Given request: Reproduce, word for word, the portion of the footballer biography below that lies between "Club career" and "after extra time.", inclusive.

Given passage:
Elias Abouchabaka (born 31 March 2000) is a German professional footballer who plays as a midfielder.

Club career
Abouchabaka made his professional debut for Greuther Fürth on 20 August 2018, appearing in the first round of the 2018–19 DFB-Pokal against Bundesliga side Borussia Dortmund. He was substituted on in the 97th minute for Julian Green, with the match finishing as a 1–2 loss after extra time.

On 31 January 2020, Abouchabaka moved to Portuguese Primeira Liga club Vitória Guimarães on a deal until June 2024. He got his official debut on 11 June 2020 against Belenenses SAD.

International career
In 2017, Abouchabaka was included in Germany's squad for the 2017 UEFA European Under-17 Championship in Croatia. He scored three goals in the tournament in which Germany managed to reach the semi-finals, before losing on penalties to Spain. Later that year, he was included in Germany's squad for the 2017 FIFA U-17 World Cup in India, where Germany were eliminated in the quarter-finals.

Data entries:

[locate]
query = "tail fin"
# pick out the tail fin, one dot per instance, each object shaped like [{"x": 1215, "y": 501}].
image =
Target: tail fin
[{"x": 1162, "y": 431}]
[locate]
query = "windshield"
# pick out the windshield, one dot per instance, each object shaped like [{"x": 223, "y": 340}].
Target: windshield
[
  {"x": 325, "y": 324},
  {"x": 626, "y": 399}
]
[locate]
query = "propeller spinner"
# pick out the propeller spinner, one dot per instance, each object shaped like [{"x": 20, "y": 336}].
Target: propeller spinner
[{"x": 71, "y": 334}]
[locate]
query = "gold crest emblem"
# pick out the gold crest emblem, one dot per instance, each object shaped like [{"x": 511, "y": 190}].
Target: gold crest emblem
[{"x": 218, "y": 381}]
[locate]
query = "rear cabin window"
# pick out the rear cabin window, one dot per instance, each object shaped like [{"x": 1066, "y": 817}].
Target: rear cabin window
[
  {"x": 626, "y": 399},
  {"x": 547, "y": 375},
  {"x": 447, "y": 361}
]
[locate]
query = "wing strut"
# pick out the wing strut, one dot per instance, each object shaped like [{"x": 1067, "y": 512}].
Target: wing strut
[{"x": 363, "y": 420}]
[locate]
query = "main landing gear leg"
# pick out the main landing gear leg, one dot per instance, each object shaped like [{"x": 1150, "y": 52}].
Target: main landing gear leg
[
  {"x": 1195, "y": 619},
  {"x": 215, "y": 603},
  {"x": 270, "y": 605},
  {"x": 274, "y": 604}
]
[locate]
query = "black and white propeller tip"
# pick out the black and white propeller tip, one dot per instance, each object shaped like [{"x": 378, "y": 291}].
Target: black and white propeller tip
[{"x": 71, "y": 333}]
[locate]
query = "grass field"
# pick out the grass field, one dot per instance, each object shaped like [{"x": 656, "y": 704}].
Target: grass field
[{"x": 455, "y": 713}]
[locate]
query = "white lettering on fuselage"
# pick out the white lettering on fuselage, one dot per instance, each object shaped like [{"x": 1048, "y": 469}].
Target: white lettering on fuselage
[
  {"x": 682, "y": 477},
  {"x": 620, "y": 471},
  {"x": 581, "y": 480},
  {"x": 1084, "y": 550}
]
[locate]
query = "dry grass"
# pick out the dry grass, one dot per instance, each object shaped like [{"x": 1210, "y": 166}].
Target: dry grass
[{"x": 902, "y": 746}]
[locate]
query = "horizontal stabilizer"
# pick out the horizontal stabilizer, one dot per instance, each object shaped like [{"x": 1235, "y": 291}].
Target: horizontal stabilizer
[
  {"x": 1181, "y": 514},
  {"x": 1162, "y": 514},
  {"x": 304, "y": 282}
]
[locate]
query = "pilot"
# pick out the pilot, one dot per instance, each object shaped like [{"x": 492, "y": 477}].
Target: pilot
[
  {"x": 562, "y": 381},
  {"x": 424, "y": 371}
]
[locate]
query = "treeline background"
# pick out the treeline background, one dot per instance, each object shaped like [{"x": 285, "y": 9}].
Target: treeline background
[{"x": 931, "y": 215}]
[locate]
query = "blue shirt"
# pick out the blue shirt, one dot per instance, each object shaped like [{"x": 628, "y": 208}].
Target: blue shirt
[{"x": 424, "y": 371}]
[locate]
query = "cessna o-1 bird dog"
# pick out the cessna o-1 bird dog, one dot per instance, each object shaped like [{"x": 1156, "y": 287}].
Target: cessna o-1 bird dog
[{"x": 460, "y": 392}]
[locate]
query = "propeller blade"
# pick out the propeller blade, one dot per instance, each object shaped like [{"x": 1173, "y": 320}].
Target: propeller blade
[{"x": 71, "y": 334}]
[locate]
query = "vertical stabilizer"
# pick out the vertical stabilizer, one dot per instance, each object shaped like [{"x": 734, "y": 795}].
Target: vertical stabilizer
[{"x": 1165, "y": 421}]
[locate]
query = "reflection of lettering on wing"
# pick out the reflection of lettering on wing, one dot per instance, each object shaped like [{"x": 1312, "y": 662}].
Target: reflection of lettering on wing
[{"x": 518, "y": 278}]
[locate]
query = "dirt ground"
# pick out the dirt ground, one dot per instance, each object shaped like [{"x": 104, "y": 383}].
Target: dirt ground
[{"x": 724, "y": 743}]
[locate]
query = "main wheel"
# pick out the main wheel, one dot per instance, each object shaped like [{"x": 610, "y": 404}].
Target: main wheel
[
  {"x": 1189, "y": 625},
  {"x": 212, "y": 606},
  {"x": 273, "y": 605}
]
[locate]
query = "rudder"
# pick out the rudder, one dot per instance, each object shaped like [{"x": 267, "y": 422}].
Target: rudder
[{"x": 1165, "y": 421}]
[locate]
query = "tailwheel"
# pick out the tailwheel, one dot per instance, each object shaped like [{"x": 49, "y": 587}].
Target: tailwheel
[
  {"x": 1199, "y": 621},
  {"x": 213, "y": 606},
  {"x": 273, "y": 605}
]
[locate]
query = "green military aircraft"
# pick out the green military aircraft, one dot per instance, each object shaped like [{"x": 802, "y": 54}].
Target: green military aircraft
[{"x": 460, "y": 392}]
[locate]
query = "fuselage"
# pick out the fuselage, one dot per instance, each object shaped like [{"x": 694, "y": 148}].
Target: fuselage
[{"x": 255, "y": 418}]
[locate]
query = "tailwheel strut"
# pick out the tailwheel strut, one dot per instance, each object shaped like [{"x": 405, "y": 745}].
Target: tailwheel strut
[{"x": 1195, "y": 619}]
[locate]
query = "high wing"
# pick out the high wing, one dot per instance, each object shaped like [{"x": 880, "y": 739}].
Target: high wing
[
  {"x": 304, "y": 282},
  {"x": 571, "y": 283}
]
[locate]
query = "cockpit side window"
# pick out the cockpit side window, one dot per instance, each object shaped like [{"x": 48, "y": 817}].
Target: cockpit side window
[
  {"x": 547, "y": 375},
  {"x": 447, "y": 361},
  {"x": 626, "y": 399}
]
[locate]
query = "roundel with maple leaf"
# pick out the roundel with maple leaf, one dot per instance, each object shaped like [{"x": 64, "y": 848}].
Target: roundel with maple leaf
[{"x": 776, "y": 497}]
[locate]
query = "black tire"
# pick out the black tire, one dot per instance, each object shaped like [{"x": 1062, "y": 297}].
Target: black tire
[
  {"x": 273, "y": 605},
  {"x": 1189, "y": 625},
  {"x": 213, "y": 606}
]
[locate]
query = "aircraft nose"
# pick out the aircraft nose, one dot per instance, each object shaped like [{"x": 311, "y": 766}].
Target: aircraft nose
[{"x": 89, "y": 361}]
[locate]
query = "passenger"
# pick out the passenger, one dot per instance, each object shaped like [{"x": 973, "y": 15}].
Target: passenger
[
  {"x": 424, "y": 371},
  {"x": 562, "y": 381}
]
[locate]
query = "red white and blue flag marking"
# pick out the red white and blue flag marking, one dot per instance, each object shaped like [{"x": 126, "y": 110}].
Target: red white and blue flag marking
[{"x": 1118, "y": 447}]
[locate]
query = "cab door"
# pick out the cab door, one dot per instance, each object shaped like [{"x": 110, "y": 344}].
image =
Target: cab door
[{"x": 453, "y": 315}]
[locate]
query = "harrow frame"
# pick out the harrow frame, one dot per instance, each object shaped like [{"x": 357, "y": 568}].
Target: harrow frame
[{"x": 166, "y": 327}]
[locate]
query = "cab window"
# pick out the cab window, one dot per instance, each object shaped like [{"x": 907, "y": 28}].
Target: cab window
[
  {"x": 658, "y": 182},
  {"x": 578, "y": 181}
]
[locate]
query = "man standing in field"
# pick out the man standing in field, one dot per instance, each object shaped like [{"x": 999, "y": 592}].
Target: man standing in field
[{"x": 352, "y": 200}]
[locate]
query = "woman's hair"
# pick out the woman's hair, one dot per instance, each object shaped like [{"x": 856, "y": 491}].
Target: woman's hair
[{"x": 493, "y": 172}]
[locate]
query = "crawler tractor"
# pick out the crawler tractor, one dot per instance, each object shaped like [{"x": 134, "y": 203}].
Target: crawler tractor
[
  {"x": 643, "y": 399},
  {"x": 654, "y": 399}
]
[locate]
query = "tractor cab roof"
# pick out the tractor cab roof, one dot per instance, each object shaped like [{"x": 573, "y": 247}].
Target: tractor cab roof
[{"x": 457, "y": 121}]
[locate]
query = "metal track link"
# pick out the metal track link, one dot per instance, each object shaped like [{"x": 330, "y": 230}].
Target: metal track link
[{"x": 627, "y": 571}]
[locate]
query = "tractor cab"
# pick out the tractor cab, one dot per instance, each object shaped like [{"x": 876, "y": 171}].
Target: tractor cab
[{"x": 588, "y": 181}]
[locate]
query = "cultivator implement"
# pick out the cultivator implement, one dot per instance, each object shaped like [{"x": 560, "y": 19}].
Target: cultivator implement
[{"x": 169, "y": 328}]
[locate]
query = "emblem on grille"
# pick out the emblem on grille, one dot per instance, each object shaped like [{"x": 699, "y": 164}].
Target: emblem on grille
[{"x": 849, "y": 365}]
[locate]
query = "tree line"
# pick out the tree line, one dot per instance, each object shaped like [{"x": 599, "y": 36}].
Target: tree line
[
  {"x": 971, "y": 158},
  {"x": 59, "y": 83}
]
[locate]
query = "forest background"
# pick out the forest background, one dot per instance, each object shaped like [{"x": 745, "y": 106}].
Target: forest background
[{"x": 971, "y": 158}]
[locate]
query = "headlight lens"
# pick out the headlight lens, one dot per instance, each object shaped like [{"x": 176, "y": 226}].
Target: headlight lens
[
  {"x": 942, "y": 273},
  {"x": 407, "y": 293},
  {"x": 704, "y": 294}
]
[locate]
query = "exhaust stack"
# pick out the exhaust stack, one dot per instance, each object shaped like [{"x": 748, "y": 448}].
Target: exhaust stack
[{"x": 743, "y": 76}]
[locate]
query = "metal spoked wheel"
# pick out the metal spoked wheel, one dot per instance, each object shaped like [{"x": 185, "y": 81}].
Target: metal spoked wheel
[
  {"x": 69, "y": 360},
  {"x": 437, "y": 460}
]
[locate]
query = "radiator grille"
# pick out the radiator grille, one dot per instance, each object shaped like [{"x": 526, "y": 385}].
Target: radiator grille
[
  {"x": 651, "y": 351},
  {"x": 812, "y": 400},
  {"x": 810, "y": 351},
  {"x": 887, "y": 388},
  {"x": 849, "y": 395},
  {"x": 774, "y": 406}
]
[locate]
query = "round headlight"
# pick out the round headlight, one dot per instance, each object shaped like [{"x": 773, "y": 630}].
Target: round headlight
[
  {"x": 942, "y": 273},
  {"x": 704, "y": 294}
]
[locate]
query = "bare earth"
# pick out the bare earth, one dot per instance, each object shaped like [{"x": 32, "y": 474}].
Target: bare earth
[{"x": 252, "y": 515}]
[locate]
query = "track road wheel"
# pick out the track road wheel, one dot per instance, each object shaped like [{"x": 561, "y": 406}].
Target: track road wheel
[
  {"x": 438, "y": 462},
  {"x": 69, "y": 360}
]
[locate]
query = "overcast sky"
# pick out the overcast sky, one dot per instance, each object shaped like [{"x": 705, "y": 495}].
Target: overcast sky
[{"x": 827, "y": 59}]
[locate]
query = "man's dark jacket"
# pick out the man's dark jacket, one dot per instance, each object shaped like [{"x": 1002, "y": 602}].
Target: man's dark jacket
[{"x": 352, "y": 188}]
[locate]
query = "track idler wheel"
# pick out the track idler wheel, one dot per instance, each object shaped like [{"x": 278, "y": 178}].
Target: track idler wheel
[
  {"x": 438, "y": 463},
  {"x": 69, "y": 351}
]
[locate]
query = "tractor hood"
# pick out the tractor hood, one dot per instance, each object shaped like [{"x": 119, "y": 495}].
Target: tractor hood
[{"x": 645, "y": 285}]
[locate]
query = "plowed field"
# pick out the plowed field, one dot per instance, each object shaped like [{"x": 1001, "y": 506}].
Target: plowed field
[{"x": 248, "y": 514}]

Result of this task:
Club career
Abouchabaka made his professional debut for Greuther Fürth on 20 August 2018, appearing in the first round of the 2018–19 DFB-Pokal against Bundesliga side Borussia Dortmund. He was substituted on in the 97th minute for Julian Green, with the match finishing as a 1–2 loss after extra time.